* [INFORMATION GIVEN]
=== Begin Enclosure ===
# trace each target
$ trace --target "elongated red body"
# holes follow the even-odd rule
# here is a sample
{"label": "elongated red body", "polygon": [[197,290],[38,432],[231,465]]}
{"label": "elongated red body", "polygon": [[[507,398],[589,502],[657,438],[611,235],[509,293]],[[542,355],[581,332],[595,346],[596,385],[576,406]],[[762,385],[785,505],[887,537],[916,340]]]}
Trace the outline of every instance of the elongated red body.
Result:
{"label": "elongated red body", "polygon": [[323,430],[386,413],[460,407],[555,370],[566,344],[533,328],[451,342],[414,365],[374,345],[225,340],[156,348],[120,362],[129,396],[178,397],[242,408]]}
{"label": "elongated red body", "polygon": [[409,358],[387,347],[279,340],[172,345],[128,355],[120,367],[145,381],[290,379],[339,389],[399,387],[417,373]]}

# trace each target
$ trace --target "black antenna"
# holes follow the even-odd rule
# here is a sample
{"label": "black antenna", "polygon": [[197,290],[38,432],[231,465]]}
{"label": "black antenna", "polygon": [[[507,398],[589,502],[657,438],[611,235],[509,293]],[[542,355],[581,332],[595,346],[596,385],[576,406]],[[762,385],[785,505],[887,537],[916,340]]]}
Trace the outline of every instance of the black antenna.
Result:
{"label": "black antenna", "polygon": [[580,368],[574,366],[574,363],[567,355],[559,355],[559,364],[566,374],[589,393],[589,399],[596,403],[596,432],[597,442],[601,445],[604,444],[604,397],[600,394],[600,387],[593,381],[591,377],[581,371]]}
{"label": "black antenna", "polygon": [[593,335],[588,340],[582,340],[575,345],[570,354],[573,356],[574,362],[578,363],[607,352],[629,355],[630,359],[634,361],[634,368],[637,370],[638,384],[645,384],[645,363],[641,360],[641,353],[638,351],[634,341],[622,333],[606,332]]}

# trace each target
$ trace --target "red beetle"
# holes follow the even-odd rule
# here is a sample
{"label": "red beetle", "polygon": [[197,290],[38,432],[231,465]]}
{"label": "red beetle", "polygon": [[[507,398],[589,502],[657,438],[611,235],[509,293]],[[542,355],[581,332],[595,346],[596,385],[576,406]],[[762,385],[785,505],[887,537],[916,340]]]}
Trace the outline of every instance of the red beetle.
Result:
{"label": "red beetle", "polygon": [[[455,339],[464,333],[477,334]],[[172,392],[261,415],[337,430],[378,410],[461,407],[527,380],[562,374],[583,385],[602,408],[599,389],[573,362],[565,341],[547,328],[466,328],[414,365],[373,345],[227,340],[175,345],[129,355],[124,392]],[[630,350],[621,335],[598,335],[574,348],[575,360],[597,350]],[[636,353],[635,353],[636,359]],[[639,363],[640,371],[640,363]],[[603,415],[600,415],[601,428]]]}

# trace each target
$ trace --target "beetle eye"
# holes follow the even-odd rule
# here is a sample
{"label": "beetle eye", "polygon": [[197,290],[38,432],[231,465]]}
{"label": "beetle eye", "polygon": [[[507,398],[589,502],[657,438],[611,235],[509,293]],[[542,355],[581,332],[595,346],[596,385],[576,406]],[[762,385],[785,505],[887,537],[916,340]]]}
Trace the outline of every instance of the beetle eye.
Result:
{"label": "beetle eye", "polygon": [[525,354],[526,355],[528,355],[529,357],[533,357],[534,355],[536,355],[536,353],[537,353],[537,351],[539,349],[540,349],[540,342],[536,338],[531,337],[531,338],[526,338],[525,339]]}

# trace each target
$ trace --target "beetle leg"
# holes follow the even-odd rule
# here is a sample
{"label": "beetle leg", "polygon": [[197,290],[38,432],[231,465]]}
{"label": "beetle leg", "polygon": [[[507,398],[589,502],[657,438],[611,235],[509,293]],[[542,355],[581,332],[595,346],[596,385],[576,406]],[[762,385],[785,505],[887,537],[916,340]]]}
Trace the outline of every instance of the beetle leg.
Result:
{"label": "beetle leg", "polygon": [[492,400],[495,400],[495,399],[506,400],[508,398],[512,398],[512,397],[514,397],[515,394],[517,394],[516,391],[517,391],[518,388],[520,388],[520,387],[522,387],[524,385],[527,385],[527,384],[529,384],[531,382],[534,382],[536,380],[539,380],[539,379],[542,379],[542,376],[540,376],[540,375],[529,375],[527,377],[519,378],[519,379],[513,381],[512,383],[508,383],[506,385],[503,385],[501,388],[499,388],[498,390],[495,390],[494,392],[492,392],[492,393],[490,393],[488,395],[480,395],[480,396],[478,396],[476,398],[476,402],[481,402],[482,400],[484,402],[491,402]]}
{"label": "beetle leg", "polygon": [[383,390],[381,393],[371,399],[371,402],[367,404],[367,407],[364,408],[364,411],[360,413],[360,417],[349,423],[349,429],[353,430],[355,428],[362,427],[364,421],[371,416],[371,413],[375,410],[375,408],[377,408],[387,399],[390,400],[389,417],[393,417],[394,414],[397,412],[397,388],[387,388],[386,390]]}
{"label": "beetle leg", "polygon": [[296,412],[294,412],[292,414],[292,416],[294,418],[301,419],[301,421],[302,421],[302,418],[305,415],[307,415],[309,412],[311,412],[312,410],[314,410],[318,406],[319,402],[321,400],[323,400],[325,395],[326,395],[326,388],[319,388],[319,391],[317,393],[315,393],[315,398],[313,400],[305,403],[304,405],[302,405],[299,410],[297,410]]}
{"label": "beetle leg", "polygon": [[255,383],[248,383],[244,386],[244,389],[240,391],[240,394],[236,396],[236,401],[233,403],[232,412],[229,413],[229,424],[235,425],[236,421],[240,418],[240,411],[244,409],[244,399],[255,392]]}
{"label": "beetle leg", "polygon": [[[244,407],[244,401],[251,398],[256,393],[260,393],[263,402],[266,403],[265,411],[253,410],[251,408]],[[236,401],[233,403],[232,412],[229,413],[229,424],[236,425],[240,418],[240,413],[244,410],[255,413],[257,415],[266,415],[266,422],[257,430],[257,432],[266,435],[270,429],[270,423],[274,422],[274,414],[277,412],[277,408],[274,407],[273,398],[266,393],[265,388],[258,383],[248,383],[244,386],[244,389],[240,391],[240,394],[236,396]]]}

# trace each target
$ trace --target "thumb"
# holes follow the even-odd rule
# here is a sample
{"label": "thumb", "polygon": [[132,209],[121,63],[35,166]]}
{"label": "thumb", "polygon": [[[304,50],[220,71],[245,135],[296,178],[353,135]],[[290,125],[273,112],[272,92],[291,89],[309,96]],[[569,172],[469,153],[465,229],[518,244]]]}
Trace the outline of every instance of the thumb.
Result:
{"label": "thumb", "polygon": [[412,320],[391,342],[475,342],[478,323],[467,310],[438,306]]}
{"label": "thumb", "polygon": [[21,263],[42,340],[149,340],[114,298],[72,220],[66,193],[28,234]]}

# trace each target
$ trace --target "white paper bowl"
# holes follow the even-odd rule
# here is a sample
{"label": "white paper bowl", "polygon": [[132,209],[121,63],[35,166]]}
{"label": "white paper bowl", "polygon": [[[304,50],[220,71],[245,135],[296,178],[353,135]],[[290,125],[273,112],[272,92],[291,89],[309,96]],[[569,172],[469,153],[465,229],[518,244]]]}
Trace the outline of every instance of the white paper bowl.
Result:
=== End Enclosure ===
* [WHAT TO WORK ON] Please repeat the material in full, keeping it exact.

* [ANSWER SECTION]
# trace each target
$ trace --target "elongated red body"
# holes follow the even-odd rule
# here is a sample
{"label": "elongated red body", "polygon": [[197,290],[38,432],[231,465]]}
{"label": "elongated red body", "polygon": [[[507,398],[589,502],[657,438],[611,235],[509,293]],[[542,355],[581,332],[595,346],[596,385],[576,406]],[[762,385],[785,505],[887,537],[916,340]]]}
Trace the outline of every instance of the elongated red body.
Result:
{"label": "elongated red body", "polygon": [[323,430],[386,413],[460,407],[555,370],[566,344],[533,328],[451,342],[414,365],[374,345],[225,340],[156,348],[120,362],[129,396],[178,397],[242,408]]}
{"label": "elongated red body", "polygon": [[409,358],[387,347],[279,340],[172,345],[128,355],[120,367],[145,381],[290,379],[339,389],[399,387],[417,373]]}

# trace each target
$ trace --target "black antenna"
# holes follow the even-odd rule
# here is a sample
{"label": "black antenna", "polygon": [[197,290],[38,432],[231,465]]}
{"label": "black antenna", "polygon": [[[507,398],[589,502],[657,438],[611,235],[509,293]],[[542,355],[581,332],[595,346],[596,385],[576,406]],[[762,385],[785,505],[887,537],[916,340]]]}
Trace the outline of every instance of the black antenna.
Result:
{"label": "black antenna", "polygon": [[580,368],[574,366],[574,363],[567,355],[559,355],[559,364],[566,374],[589,393],[589,399],[596,403],[596,432],[597,442],[601,445],[604,444],[604,397],[600,394],[600,387],[593,381],[591,377],[581,371]]}
{"label": "black antenna", "polygon": [[593,335],[588,340],[582,340],[575,345],[570,354],[573,356],[574,362],[578,363],[607,352],[629,355],[630,359],[634,361],[634,368],[637,370],[638,384],[645,384],[645,363],[641,360],[641,353],[638,351],[634,341],[622,333],[606,332]]}

# trace each target
$ trace --target "red beetle"
# holes follow the even-odd rule
# here is a sample
{"label": "red beetle", "polygon": [[197,290],[38,432],[231,465]]}
{"label": "red beetle", "polygon": [[[507,398],[589,502],[657,438],[611,235],[509,293]],[[542,355],[581,332],[595,346],[596,385],[576,406]],[[762,385],[785,505],[887,537],[916,340]]]}
Trace the outline of every instance of the red beetle.
Result:
{"label": "red beetle", "polygon": [[[455,339],[464,333],[477,334]],[[172,392],[261,415],[337,430],[378,410],[461,407],[527,380],[562,374],[583,385],[602,408],[599,389],[573,362],[565,341],[547,328],[466,328],[414,365],[373,345],[227,340],[175,345],[129,355],[124,392]],[[630,350],[621,335],[598,335],[574,348],[575,360],[597,350]],[[636,353],[635,353],[636,359]],[[639,363],[640,371],[640,363]],[[603,415],[600,415],[601,428]]]}

# trace each target
$ trace --target "beetle eye"
# holes follow the even-odd rule
# here is a sample
{"label": "beetle eye", "polygon": [[197,290],[38,432],[231,465]]}
{"label": "beetle eye", "polygon": [[[507,398],[589,502],[657,438],[611,235],[509,293]],[[542,355],[581,332],[595,346],[596,385],[576,406]],[[762,385],[785,505],[887,537],[916,340]]]}
Trace the outline of every instance of the beetle eye.
Result:
{"label": "beetle eye", "polygon": [[525,354],[526,355],[528,355],[529,357],[533,357],[534,355],[536,355],[536,353],[537,353],[537,351],[539,349],[540,349],[540,342],[536,338],[531,337],[531,338],[526,338],[525,339]]}

# trace each target
$ trace --target "beetle leg"
# holes follow the even-odd rule
# here is a sample
{"label": "beetle leg", "polygon": [[197,290],[38,432],[231,465]]}
{"label": "beetle leg", "polygon": [[[507,398],[589,502],[657,438],[611,235],[509,293]],[[542,355],[581,332],[595,346],[596,385],[576,406]],[[762,385],[785,505],[887,537],[916,340]]]}
Trace the outline of every instance of the beetle leg.
Result:
{"label": "beetle leg", "polygon": [[492,400],[495,400],[495,399],[506,400],[508,398],[512,398],[512,397],[514,397],[515,394],[517,394],[516,391],[517,391],[518,388],[520,388],[520,387],[522,387],[524,385],[527,385],[527,384],[529,384],[531,382],[534,382],[536,380],[539,380],[539,379],[542,379],[542,376],[540,376],[540,375],[529,375],[527,377],[519,378],[519,379],[513,381],[512,383],[508,383],[506,385],[503,385],[501,388],[499,388],[498,390],[495,390],[494,392],[492,392],[492,393],[490,393],[488,395],[480,395],[480,396],[478,396],[476,398],[476,402],[481,402],[482,400],[484,402],[491,402]]}
{"label": "beetle leg", "polygon": [[383,390],[381,393],[371,399],[371,402],[367,404],[367,407],[364,408],[364,411],[360,413],[360,417],[349,423],[349,429],[353,430],[355,428],[362,427],[364,421],[371,416],[371,413],[375,410],[375,408],[377,408],[387,399],[390,400],[389,417],[393,417],[394,414],[397,412],[397,388],[387,388],[386,390]]}
{"label": "beetle leg", "polygon": [[296,412],[294,412],[292,414],[292,416],[294,418],[301,419],[301,421],[302,421],[302,418],[305,415],[307,415],[309,412],[311,412],[312,410],[314,410],[318,406],[319,402],[321,400],[323,400],[325,395],[326,395],[326,388],[319,388],[319,391],[317,393],[315,393],[315,398],[313,400],[305,403],[304,405],[302,405],[299,410],[297,410]]}
{"label": "beetle leg", "polygon": [[255,383],[248,383],[244,386],[244,389],[240,391],[240,394],[236,396],[236,401],[233,403],[232,412],[229,413],[229,424],[235,425],[236,421],[240,418],[240,411],[244,409],[244,399],[255,392]]}
{"label": "beetle leg", "polygon": [[[244,407],[244,401],[251,398],[256,393],[260,393],[263,402],[266,403],[265,411],[253,410],[251,408]],[[236,401],[233,403],[232,412],[229,413],[229,424],[236,425],[240,418],[240,413],[244,410],[255,413],[257,415],[266,415],[266,422],[257,430],[257,432],[266,435],[270,429],[270,423],[274,422],[274,414],[277,412],[277,408],[274,407],[273,398],[266,393],[265,388],[258,383],[248,383],[244,386],[244,389],[240,391],[240,394],[236,396]]]}

# trace each target
$ trace --target "thumb"
# holes follow the even-odd rule
# here is a sample
{"label": "thumb", "polygon": [[132,209],[121,63],[35,166]]}
{"label": "thumb", "polygon": [[[304,50],[220,71],[245,135],[296,178],[353,135]],[[290,125],[273,112],[272,92],[291,89],[309,96]],[[569,172],[469,153],[465,229],[518,244]]]}
Trace the outline of every instance of the thumb.
Result:
{"label": "thumb", "polygon": [[412,320],[391,342],[475,342],[478,323],[467,310],[438,306]]}
{"label": "thumb", "polygon": [[21,263],[42,340],[149,340],[114,298],[72,220],[66,193],[28,234]]}

# trace each target
$ trace --target "white paper bowl"
# holes follow the even-odd rule
# here is a sample
{"label": "white paper bowl", "polygon": [[132,209],[121,63],[35,166]]}
{"label": "white paper bowl", "polygon": [[[304,50],[220,71],[245,135],[296,178],[353,135]],[[290,125],[273,112],[272,92],[291,89],[309,96]],[[569,172],[469,153],[465,229],[518,244]]]}
Trace the outline of every instance of the white paper bowl.
Result:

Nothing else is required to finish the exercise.